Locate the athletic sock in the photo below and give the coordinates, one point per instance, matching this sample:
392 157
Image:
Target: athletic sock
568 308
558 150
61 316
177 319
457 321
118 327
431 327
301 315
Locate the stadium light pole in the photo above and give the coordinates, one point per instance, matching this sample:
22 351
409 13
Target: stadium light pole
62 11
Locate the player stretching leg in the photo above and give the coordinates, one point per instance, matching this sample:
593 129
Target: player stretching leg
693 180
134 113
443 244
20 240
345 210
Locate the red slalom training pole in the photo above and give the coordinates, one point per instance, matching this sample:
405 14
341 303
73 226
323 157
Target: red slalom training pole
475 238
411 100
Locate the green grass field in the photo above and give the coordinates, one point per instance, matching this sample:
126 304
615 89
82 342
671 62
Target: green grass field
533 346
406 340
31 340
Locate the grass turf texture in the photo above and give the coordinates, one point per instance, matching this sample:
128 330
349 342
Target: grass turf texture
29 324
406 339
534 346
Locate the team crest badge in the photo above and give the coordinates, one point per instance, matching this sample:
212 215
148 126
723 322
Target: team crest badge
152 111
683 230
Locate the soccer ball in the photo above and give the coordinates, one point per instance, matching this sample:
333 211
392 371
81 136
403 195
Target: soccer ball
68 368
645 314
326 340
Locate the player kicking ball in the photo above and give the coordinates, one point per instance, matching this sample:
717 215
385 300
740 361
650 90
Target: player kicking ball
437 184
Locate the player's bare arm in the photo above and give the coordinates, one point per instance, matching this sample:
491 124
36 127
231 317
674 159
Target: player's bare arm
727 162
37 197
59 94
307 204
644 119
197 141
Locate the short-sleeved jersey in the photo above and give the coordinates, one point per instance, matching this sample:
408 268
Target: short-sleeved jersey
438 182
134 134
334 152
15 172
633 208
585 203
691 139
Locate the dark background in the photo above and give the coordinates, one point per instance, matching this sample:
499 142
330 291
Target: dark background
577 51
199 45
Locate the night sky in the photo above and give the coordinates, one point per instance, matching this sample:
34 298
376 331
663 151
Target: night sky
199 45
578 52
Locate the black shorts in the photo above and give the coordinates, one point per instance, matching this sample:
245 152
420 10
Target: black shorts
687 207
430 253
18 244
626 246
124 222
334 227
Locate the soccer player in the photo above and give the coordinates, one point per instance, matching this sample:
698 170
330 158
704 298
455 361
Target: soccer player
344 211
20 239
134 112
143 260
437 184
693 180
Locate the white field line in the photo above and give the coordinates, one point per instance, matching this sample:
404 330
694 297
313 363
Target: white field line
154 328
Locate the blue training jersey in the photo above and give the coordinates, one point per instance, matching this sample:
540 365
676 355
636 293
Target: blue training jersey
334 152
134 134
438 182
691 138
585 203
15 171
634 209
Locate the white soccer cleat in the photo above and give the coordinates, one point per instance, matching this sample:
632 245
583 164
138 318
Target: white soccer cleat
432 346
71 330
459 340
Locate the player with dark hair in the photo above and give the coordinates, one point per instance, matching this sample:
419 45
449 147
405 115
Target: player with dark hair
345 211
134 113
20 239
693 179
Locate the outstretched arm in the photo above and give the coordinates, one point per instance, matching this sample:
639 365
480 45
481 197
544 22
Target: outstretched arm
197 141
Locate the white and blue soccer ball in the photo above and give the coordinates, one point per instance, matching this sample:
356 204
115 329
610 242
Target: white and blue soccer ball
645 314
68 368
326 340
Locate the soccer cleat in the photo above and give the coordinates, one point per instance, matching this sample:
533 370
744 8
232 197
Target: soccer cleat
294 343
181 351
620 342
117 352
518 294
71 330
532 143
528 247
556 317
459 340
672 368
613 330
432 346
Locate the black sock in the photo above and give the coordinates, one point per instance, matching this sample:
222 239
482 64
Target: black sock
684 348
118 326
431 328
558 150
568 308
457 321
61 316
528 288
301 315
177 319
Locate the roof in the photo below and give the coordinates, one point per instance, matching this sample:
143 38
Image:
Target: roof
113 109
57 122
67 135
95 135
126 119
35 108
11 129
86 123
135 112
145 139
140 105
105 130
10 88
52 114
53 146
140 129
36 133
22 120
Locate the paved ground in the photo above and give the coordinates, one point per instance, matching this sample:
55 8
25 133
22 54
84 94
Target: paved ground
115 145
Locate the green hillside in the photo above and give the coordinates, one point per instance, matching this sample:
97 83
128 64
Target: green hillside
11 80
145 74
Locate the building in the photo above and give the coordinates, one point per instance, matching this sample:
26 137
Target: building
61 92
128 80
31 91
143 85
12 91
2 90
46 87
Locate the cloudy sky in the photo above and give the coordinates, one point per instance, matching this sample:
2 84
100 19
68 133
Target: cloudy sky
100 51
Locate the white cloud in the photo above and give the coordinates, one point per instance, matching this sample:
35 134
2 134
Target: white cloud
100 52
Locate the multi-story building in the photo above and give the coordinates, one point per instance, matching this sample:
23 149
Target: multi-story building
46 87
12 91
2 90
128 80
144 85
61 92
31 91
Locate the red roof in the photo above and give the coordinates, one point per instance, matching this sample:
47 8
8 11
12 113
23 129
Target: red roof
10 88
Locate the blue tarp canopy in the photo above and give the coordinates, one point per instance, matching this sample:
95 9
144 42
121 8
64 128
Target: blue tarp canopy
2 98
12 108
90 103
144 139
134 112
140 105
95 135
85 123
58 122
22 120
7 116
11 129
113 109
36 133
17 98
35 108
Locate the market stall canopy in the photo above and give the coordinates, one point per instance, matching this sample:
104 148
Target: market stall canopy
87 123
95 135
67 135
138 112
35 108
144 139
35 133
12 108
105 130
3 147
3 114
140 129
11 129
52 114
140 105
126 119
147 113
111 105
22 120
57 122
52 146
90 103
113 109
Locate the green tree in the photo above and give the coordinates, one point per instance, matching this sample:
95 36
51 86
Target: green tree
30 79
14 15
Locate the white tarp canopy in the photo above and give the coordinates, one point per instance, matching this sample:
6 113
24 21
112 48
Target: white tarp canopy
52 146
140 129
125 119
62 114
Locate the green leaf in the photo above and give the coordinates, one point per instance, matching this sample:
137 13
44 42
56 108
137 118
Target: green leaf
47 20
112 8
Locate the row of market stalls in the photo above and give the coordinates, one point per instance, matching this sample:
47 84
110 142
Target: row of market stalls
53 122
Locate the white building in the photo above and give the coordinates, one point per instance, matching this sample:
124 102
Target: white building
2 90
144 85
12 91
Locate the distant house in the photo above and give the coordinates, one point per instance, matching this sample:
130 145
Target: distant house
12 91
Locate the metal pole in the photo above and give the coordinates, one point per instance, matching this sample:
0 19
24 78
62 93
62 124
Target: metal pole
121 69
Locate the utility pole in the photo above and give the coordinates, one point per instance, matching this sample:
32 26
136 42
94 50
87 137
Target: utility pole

______________________________

The task
Copy each line above containing the string "below".

Output of the task
Locate the athletic sock in the photo below and give the coordinates, one point per instance, matching this sample:
Locate the roof in the photo below and give the coordinates, one point per instance, matching this sample:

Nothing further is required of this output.